--- SUPPLIED DATA Enclosed Below ---

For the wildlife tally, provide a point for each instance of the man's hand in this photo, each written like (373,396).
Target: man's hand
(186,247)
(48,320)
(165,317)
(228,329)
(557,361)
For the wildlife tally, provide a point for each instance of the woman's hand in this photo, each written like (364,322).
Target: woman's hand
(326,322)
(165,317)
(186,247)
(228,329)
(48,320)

--- End of Enclosed SUPPLIED DATA ---

§ AIM OF THE TASK: Find all lines holding the word "provide" in the records above and copy them.

§ ANSWER TO THIS TASK:
For the wildlife tally, provide a point for each instance of the man's hand in this photo, each written like (373,396).
For the wildlife tally, provide a point for each instance of the woman's hand in this photo, each written like (364,322).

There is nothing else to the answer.